▶ [Data excerpts]:
--------------------

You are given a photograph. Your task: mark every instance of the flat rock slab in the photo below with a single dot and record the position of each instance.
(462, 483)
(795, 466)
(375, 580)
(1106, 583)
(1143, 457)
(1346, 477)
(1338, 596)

--------------------

▶ [PROBLEM]: From the first line to the last, return the data exactly.

▶ [TASK RESULT]:
You are given a photograph. Your task: mark every instance of the flat rock slab in the photo below with a single dot and record the position of each instance.
(462, 483)
(795, 466)
(375, 580)
(1106, 583)
(1143, 457)
(1346, 477)
(1338, 596)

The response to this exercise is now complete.